**WHAT YOU SHOULD DO:**
Output every record again so that it matches the original word for word.

**MATERIAL TO PROCESS:**
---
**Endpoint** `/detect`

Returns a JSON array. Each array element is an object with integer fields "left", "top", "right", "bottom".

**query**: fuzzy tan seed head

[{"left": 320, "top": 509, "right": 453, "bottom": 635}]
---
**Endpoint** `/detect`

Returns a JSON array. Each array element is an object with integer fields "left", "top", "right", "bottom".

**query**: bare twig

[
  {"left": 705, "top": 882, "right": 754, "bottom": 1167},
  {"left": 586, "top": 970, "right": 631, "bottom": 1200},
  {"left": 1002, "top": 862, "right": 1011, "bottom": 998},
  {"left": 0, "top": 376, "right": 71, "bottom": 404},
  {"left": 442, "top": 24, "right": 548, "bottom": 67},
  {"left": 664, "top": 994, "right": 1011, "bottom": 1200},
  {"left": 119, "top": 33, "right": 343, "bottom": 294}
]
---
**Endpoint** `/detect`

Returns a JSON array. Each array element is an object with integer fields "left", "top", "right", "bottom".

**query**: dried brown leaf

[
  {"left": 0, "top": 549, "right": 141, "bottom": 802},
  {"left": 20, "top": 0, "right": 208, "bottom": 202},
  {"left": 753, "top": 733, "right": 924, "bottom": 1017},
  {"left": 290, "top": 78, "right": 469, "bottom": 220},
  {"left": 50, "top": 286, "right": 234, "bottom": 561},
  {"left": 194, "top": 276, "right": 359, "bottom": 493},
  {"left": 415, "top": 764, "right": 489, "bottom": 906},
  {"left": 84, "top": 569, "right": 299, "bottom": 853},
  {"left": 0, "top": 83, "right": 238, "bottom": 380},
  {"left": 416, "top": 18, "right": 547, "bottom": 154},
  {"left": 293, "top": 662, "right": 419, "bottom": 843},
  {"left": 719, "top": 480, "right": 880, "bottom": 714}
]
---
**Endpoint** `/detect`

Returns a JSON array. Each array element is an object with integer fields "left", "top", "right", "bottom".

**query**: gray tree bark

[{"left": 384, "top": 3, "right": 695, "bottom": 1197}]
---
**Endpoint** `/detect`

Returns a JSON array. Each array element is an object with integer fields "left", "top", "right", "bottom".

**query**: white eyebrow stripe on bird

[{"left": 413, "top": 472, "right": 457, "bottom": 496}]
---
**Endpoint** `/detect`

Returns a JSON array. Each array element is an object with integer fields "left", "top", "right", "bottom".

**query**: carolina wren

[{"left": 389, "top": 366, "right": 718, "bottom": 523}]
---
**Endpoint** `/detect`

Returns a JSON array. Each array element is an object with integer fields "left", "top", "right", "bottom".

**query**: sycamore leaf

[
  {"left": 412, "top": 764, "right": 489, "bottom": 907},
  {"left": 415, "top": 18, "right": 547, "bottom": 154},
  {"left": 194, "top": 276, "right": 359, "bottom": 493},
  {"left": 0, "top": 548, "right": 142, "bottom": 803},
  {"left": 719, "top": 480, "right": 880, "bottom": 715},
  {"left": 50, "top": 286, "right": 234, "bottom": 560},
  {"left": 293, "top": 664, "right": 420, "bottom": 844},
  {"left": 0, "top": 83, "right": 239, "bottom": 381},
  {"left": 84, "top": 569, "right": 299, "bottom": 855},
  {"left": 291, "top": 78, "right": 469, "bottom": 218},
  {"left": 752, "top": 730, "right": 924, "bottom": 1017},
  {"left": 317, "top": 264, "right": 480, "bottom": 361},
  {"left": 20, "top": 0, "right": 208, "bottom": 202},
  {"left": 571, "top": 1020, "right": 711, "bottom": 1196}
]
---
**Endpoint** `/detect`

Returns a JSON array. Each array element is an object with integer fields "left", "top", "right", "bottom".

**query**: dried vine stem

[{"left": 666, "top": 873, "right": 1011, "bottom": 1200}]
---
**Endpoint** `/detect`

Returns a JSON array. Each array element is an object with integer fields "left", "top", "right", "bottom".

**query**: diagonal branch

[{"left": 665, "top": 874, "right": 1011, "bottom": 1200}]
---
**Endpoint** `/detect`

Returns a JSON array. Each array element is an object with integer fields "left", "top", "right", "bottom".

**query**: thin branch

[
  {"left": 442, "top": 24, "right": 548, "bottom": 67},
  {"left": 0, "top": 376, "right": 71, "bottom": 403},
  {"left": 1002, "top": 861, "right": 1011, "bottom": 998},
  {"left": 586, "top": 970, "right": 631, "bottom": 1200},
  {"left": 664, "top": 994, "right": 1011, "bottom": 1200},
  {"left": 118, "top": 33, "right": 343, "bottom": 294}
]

**WORKED SOLUTION:**
---
**Endpoint** `/detect`

Returns a JSON array. Each array element is an object with integer fields "left", "top", "right", "bottom".

**query**: fuzzy tan seed head

[{"left": 320, "top": 509, "right": 453, "bottom": 635}]
---
**Endpoint** `/detect`

Returns a JSON array. Each array element is an object with integer fields "left", "top", "right", "bottom".

**query**: bare twig

[
  {"left": 705, "top": 882, "right": 754, "bottom": 1167},
  {"left": 586, "top": 970, "right": 631, "bottom": 1200},
  {"left": 1002, "top": 862, "right": 1011, "bottom": 998},
  {"left": 0, "top": 376, "right": 71, "bottom": 404},
  {"left": 442, "top": 24, "right": 548, "bottom": 67},
  {"left": 664, "top": 994, "right": 1011, "bottom": 1200},
  {"left": 119, "top": 33, "right": 343, "bottom": 294}
]
---
**Endpoint** `/detect`

Returns a JSON array. Each array element is an object with integer fields "left", "top", "right", "bottom".

**query**: dried brown leaf

[
  {"left": 0, "top": 549, "right": 141, "bottom": 802},
  {"left": 20, "top": 0, "right": 208, "bottom": 202},
  {"left": 753, "top": 733, "right": 924, "bottom": 1017},
  {"left": 290, "top": 78, "right": 469, "bottom": 220},
  {"left": 50, "top": 286, "right": 234, "bottom": 561},
  {"left": 194, "top": 276, "right": 359, "bottom": 493},
  {"left": 415, "top": 764, "right": 489, "bottom": 906},
  {"left": 84, "top": 569, "right": 299, "bottom": 853},
  {"left": 0, "top": 83, "right": 238, "bottom": 380},
  {"left": 416, "top": 18, "right": 547, "bottom": 154},
  {"left": 293, "top": 662, "right": 419, "bottom": 843},
  {"left": 719, "top": 480, "right": 880, "bottom": 714}
]
---
**Endpoint** `/detect`

Returns a JSON array. Each array element is an object with integer fields "left", "top", "right", "bottom".

**query**: gray tree bark

[{"left": 384, "top": 3, "right": 695, "bottom": 1197}]
---
**Endpoint** `/detect`

Returns a JSON array. Each array element is an object with integer fields "left", "top", "right", "bottom".

**query**: white eyebrow stripe on bird

[{"left": 413, "top": 472, "right": 457, "bottom": 496}]
---
**Endpoint** `/detect`

Returns a JSON array. Each array element is an object with integer fields "left", "top", "right", "bottom".

**query**: carolina wren

[{"left": 389, "top": 366, "right": 718, "bottom": 523}]
---
**Endpoint** `/detect`

Returns a JSON array. Each array element is an object with integer fields "left", "top", "right", "bottom".

**query**: sycamore leaf

[
  {"left": 412, "top": 764, "right": 489, "bottom": 907},
  {"left": 415, "top": 18, "right": 547, "bottom": 154},
  {"left": 194, "top": 276, "right": 359, "bottom": 493},
  {"left": 0, "top": 548, "right": 142, "bottom": 803},
  {"left": 719, "top": 480, "right": 880, "bottom": 715},
  {"left": 50, "top": 286, "right": 234, "bottom": 560},
  {"left": 293, "top": 664, "right": 420, "bottom": 844},
  {"left": 0, "top": 83, "right": 239, "bottom": 381},
  {"left": 84, "top": 569, "right": 299, "bottom": 855},
  {"left": 291, "top": 78, "right": 469, "bottom": 218},
  {"left": 752, "top": 730, "right": 924, "bottom": 1017},
  {"left": 317, "top": 264, "right": 480, "bottom": 361},
  {"left": 20, "top": 0, "right": 208, "bottom": 202},
  {"left": 571, "top": 1020, "right": 711, "bottom": 1196}
]
---
**Endpoint** `/detect`

Returns a JSON array. Each array element is an object with integer fields "left", "top", "right", "bottom".

**query**: dried vine stem

[{"left": 666, "top": 873, "right": 1011, "bottom": 1200}]
---
**Endpoint** `/detect`

Returns a JSON array. Each array element is an object with integer fields "left", "top", "right", "bottom".

**query**: diagonal branch

[{"left": 665, "top": 874, "right": 1011, "bottom": 1200}]
---
**Endpoint** `/detect`

Returns a JSON array. Each array element is an object with integer fields "left", "top", "right", "bottom".

**query**: thin branch

[
  {"left": 442, "top": 24, "right": 548, "bottom": 67},
  {"left": 0, "top": 376, "right": 71, "bottom": 403},
  {"left": 1002, "top": 861, "right": 1011, "bottom": 998},
  {"left": 586, "top": 970, "right": 631, "bottom": 1200},
  {"left": 664, "top": 994, "right": 1011, "bottom": 1200},
  {"left": 118, "top": 33, "right": 343, "bottom": 294}
]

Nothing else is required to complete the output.